(Collected data entries)
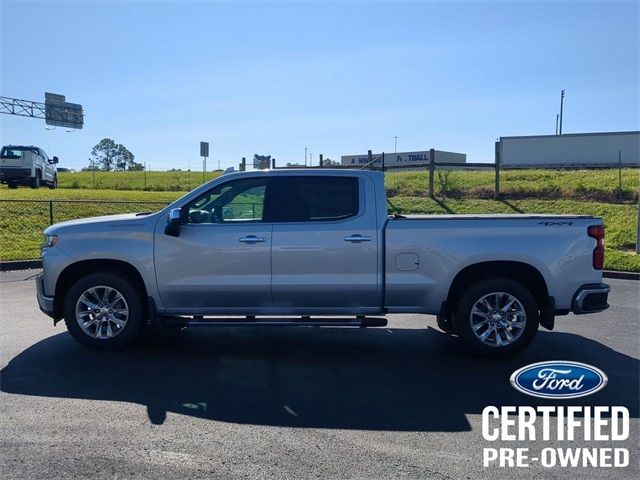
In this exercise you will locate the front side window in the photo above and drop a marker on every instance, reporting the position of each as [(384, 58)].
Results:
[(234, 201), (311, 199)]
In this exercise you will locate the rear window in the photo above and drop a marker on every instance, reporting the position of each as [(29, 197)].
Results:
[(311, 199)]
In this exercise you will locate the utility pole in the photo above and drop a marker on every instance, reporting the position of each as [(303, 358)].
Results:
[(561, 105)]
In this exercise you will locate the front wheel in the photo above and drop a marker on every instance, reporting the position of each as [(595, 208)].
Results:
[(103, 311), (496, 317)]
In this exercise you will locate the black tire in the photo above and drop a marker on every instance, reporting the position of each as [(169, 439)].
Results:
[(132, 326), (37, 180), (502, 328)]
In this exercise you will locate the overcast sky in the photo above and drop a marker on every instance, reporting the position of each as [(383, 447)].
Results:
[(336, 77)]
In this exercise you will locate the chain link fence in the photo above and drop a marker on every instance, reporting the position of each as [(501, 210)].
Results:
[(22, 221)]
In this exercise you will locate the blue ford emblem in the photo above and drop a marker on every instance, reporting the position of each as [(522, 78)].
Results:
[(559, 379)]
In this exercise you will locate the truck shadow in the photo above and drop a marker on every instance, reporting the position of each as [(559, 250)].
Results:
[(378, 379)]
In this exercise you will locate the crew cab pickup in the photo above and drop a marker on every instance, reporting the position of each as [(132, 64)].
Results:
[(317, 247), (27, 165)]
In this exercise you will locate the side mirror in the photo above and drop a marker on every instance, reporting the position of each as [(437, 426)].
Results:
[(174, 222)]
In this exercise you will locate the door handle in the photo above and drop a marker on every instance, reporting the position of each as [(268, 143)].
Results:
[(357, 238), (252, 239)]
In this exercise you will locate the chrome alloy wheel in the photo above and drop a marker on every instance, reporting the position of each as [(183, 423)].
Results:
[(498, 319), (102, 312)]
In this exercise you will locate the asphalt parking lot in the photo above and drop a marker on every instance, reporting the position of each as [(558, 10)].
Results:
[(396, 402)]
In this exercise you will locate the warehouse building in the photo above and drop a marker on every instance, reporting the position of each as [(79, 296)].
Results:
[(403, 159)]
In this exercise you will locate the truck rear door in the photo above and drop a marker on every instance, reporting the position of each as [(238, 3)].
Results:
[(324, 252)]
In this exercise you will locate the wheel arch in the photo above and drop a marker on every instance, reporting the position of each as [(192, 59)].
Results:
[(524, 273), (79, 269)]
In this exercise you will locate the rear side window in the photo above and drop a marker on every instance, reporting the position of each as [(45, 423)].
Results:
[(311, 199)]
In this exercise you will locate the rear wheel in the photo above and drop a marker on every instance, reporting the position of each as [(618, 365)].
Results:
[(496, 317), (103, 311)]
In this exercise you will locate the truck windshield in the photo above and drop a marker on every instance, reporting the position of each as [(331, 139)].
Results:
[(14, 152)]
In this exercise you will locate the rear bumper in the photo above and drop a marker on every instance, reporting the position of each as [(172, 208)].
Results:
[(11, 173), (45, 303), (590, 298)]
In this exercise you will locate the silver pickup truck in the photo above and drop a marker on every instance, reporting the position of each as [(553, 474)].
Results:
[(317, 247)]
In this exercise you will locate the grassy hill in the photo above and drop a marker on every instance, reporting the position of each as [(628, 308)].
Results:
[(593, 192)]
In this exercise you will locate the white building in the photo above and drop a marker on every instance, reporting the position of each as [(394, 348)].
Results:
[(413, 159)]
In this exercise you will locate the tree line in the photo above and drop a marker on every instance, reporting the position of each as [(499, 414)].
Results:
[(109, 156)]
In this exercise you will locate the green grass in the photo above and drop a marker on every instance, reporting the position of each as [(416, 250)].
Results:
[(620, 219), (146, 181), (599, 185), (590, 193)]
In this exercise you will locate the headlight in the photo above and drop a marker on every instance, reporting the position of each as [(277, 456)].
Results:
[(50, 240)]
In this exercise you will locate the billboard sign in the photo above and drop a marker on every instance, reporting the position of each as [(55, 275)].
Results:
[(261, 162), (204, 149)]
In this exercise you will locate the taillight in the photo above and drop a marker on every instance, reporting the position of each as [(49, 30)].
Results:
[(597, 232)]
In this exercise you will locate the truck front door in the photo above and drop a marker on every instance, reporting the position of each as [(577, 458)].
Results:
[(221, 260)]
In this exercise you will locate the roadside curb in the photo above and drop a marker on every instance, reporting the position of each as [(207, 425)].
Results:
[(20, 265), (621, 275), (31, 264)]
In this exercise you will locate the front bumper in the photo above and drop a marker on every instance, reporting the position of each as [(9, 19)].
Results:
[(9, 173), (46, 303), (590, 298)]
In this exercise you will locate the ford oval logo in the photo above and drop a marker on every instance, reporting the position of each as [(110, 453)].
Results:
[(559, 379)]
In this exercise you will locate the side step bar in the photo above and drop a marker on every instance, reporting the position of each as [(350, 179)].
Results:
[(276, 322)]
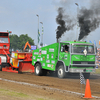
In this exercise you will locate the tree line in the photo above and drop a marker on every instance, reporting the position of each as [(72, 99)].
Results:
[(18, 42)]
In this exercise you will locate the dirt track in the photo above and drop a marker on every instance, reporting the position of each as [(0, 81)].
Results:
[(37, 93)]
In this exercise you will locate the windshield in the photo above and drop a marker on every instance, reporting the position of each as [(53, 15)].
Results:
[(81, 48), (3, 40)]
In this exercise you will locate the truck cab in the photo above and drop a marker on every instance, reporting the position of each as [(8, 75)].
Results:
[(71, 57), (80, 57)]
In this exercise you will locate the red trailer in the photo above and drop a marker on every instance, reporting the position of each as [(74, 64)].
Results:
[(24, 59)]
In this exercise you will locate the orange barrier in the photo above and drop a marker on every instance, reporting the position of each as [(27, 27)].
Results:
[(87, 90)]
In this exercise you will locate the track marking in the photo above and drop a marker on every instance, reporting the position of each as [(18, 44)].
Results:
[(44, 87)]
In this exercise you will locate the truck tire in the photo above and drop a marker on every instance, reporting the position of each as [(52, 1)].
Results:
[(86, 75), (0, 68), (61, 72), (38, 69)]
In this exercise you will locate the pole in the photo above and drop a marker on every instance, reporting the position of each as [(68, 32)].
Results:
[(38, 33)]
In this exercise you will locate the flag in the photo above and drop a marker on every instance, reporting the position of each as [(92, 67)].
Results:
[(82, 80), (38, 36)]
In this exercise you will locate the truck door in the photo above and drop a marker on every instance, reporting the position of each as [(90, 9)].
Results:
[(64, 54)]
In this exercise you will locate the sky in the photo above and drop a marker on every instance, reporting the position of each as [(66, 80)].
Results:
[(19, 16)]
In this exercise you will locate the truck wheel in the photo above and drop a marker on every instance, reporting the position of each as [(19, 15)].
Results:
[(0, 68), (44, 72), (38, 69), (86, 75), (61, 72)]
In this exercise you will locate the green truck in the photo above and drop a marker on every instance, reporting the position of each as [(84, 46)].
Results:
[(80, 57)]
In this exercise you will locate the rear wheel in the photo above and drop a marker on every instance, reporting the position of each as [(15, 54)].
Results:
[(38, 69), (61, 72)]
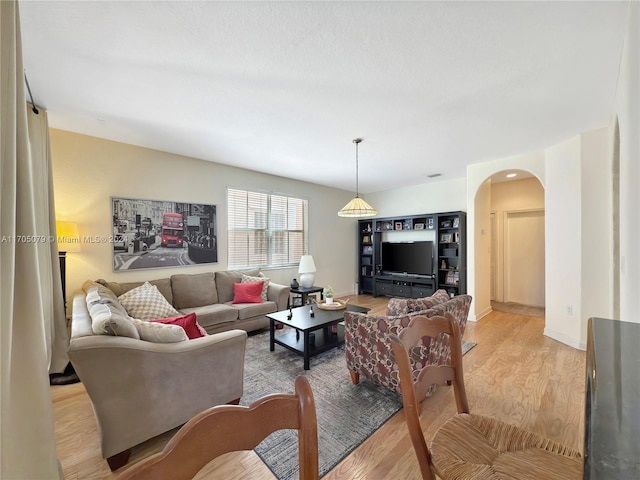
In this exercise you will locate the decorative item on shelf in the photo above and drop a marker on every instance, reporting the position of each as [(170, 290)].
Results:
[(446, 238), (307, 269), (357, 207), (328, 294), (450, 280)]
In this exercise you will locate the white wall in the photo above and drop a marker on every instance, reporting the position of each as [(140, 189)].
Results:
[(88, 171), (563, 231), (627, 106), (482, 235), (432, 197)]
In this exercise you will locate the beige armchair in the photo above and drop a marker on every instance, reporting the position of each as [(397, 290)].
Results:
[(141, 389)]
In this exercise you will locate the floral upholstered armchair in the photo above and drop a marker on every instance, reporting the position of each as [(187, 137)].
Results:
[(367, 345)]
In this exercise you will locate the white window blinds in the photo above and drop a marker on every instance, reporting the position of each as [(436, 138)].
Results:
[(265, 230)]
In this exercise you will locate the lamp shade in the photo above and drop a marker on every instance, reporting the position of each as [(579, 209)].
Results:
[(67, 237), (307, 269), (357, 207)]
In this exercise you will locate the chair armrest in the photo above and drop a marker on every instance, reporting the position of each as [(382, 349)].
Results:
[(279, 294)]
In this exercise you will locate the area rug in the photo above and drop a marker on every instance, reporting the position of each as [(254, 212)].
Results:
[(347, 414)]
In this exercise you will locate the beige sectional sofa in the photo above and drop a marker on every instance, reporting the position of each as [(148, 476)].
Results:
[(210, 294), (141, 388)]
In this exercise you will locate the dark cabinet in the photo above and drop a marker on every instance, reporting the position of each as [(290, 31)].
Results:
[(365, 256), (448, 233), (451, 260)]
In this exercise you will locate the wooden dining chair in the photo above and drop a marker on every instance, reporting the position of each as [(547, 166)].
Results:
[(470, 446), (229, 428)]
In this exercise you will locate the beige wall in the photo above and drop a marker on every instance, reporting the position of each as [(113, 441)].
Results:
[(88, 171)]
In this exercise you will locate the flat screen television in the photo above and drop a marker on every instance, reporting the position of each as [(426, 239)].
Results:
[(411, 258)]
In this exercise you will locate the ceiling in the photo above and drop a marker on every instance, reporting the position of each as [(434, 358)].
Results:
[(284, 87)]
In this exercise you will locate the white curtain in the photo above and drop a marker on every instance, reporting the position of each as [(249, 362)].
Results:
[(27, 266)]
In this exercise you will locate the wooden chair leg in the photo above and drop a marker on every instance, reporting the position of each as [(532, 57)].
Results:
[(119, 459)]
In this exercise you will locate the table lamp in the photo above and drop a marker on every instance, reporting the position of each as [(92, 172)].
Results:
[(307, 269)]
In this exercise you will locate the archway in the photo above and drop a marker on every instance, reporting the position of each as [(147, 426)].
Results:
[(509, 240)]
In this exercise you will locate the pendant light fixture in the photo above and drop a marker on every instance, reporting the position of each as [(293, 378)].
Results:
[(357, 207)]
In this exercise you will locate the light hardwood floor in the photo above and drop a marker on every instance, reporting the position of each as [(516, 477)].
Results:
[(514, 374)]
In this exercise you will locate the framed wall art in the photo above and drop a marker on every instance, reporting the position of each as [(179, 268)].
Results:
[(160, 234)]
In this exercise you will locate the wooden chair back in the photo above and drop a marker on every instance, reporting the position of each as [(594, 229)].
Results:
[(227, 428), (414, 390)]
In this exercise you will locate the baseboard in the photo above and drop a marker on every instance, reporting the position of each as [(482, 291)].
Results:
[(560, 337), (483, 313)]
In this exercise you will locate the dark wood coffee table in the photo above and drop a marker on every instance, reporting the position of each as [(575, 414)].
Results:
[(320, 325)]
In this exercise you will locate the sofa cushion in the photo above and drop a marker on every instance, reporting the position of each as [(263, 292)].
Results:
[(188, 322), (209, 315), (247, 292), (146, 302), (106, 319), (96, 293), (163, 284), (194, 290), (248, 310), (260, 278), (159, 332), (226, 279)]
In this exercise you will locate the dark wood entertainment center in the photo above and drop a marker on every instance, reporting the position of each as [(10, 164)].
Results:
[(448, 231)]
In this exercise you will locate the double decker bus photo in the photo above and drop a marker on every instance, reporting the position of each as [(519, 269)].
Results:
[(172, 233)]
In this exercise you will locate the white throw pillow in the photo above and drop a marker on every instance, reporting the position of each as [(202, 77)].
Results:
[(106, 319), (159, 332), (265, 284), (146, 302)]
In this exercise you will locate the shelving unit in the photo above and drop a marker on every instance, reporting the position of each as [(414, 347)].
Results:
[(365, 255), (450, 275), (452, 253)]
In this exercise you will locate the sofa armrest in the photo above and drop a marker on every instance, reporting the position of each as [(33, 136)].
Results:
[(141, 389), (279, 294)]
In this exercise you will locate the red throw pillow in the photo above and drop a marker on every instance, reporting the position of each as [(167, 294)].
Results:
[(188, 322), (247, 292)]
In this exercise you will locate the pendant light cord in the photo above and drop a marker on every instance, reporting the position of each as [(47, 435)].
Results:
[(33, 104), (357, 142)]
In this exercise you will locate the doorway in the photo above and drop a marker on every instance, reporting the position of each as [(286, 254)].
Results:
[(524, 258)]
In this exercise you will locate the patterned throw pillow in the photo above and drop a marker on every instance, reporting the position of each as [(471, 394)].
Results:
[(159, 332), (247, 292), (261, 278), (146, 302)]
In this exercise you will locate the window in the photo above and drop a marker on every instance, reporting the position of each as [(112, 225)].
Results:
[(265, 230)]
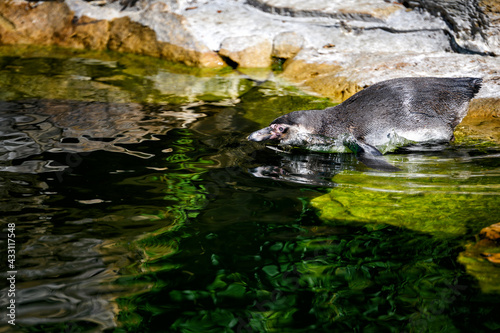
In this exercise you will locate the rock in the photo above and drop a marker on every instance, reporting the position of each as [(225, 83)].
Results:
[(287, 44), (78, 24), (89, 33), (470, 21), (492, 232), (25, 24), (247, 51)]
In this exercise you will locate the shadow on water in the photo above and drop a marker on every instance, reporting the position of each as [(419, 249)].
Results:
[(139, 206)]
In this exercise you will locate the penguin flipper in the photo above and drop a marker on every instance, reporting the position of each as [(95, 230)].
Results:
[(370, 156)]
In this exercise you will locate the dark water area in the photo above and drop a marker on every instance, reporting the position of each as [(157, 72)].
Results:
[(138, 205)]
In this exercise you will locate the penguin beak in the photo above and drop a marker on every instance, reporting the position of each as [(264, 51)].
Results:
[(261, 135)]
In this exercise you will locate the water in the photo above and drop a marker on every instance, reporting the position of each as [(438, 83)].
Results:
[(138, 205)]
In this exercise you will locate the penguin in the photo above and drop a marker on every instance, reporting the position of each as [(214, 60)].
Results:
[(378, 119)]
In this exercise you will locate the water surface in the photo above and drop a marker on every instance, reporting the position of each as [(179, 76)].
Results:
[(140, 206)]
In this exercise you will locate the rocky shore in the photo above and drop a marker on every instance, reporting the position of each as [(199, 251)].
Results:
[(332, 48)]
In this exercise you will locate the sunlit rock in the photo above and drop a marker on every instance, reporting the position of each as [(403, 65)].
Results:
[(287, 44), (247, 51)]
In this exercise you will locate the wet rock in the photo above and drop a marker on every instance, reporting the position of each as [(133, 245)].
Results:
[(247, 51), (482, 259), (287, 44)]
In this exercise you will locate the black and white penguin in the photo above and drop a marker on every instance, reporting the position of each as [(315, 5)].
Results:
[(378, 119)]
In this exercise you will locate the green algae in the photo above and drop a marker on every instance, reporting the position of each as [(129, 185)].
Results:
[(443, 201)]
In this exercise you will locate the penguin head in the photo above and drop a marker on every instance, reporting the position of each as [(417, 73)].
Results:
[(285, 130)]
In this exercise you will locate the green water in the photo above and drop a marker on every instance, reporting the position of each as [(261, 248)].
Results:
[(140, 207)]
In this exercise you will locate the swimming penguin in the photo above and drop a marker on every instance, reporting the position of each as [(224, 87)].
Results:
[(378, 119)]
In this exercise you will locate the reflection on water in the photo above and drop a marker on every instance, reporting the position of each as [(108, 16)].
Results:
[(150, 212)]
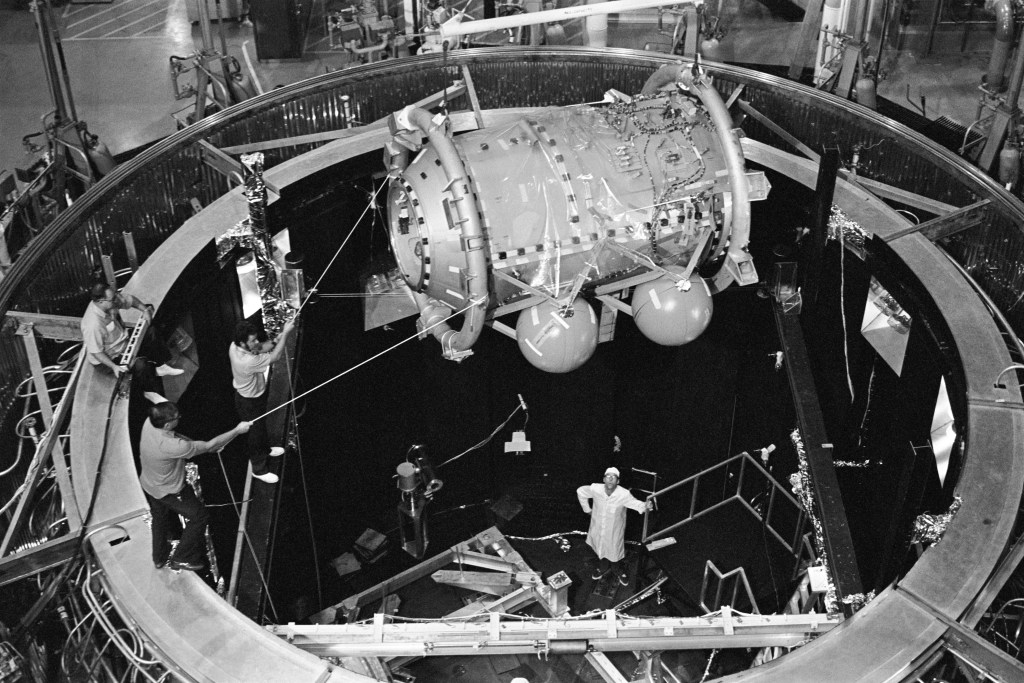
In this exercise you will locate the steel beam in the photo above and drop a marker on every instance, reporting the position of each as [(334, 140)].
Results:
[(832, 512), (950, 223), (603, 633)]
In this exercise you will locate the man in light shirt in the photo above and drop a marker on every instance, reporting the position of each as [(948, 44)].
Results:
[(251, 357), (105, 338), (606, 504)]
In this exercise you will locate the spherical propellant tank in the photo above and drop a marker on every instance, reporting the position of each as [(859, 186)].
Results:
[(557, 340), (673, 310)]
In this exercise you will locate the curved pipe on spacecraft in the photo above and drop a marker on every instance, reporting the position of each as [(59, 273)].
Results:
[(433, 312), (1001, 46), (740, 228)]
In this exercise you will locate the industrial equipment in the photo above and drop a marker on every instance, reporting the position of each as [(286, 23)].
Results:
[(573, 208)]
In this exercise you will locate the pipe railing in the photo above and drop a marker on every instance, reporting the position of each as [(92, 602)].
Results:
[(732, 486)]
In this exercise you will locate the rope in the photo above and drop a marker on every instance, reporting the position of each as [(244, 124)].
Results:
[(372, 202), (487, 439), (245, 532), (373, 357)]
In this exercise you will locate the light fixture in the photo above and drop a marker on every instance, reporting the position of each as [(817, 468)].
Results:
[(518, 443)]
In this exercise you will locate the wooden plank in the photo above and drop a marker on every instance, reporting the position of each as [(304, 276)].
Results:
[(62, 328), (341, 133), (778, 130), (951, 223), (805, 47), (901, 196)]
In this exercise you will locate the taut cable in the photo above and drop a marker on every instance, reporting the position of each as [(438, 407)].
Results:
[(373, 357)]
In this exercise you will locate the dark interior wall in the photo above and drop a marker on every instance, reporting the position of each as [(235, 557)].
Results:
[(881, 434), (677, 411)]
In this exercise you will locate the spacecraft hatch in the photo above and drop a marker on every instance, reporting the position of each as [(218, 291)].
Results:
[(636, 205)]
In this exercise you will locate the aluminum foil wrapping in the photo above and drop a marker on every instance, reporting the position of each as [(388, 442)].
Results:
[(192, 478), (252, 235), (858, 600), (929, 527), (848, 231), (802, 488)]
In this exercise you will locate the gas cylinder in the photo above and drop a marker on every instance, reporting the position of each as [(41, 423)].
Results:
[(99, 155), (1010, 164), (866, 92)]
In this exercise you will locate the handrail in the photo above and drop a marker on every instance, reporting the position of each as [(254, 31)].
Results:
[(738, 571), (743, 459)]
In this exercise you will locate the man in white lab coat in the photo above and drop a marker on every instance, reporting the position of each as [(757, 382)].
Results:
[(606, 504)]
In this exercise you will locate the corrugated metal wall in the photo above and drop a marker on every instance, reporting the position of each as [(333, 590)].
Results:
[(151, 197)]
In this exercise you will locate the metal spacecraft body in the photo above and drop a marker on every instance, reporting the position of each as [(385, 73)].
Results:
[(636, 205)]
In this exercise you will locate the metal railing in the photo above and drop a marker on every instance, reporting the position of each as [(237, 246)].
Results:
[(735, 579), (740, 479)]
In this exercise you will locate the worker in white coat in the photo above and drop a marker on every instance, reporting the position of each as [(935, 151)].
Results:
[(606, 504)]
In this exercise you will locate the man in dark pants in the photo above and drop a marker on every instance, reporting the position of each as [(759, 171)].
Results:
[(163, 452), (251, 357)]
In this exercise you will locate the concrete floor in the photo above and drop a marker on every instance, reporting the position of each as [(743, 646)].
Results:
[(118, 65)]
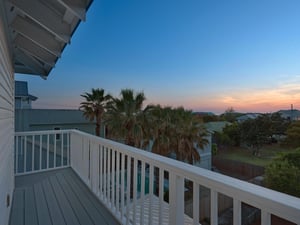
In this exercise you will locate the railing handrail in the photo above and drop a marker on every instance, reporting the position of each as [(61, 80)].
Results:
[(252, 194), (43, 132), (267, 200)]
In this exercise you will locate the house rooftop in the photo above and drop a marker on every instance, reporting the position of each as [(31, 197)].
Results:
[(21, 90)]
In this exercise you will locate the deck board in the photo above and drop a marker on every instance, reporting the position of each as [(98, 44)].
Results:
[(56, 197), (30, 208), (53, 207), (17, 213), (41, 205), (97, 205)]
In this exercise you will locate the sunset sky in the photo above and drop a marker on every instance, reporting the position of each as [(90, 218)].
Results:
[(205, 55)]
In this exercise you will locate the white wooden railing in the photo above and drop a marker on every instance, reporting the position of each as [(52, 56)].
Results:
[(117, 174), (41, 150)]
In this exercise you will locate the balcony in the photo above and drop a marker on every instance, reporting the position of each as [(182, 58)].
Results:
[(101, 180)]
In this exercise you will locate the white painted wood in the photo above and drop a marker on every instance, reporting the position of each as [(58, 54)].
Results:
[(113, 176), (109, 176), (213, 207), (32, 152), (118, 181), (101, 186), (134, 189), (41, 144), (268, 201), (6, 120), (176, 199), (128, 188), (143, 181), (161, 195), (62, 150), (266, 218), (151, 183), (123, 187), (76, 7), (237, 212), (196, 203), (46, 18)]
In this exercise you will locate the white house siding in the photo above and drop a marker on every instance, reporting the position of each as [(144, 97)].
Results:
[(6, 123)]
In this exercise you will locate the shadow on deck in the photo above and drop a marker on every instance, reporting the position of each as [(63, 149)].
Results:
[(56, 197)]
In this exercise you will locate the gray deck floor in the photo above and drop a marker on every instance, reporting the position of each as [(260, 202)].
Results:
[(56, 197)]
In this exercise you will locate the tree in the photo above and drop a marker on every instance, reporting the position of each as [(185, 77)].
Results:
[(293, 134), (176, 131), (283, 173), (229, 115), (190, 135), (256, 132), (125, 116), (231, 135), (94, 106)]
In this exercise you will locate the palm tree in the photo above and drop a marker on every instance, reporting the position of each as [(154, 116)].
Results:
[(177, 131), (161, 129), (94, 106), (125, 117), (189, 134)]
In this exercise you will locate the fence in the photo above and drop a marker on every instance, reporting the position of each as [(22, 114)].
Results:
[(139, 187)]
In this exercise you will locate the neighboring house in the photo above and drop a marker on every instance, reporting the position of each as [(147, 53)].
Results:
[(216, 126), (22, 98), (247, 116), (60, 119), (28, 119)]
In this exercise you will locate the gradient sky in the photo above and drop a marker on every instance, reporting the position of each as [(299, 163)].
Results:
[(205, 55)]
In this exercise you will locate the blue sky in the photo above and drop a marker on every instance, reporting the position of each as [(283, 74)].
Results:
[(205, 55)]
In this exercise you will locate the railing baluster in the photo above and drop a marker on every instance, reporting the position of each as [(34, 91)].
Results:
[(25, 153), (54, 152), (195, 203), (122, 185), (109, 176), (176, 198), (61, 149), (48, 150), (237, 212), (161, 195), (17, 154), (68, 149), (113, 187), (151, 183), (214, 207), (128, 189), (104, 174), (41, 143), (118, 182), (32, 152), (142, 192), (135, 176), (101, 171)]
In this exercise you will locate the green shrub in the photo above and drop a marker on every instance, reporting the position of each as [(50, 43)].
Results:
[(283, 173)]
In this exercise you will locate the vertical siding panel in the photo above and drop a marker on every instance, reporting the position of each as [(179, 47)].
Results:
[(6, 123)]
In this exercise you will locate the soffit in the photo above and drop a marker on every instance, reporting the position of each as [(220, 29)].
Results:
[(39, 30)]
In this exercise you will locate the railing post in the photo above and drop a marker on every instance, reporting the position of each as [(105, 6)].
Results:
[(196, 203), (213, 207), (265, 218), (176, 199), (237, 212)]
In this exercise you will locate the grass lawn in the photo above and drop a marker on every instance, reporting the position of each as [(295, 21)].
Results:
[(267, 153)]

● **BRIEF**
Could you copy every line in the records that holds "metal"?

● **PROBLEM SOLUTION**
In this exercise you will locate the corrugated metal wall in the photo above and drop a marker on every instance, reporting the position of each as [(333, 590)].
In this exercise you will locate the metal spacecraft body in the photo above and drop a marker on every instance, reporting the position of each as [(385, 73)].
In this exercise you will locate the metal railing in the photo above and drop a marker on every instance, reporting the position of each as [(237, 246)].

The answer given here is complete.